## Provided data
=== Section Start ===

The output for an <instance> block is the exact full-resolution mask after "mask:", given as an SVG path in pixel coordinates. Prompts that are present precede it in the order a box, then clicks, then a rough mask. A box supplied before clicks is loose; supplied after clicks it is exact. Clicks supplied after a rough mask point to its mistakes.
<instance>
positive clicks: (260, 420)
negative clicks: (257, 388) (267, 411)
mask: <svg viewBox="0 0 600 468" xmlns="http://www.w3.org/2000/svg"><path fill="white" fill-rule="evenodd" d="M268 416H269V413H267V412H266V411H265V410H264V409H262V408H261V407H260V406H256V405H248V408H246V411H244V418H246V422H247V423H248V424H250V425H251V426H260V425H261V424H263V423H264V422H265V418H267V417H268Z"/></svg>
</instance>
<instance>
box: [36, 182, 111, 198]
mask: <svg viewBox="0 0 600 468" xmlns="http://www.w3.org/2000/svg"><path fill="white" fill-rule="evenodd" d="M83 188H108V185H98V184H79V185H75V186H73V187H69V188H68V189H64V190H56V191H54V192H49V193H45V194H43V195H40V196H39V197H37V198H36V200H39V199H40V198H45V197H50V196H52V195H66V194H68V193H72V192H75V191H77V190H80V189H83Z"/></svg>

=== Section End ===

## Instructions to follow
Format every line of the entries above as a single numbered list, omitting blank lines.

## Result
1. The output for an <instance> block is the exact full-resolution mask after "mask:", given as an SVG path in pixel coordinates. Prompts that are present precede it in the order a box, then clicks, then a rough mask. A box supplied before clicks is loose; supplied after clicks it is exact. Clicks supplied after a rough mask point to its mistakes.
2. <instance>
3. positive clicks: (260, 420)
4. negative clicks: (257, 388) (267, 411)
5. mask: <svg viewBox="0 0 600 468" xmlns="http://www.w3.org/2000/svg"><path fill="white" fill-rule="evenodd" d="M268 416H269V413H267V412H266V411H265V410H264V409H262V408H261V407H260V406H256V405H248V408H246V411H244V418H246V422H247V423H248V424H250V425H251V426H260V425H261V424H263V423H264V422H265V418H267V417H268Z"/></svg>
6. </instance>
7. <instance>
8. box: [36, 182, 111, 198]
9. mask: <svg viewBox="0 0 600 468" xmlns="http://www.w3.org/2000/svg"><path fill="white" fill-rule="evenodd" d="M83 188H108V185H98V184H79V185H75V186H73V187H69V188H68V189H64V190H56V191H54V192H49V193H45V194H43V195H40V196H39V197H37V198H36V200H39V199H40V198H45V197H50V196H52V195H66V194H68V193H72V192H75V191H77V190H80V189H83Z"/></svg>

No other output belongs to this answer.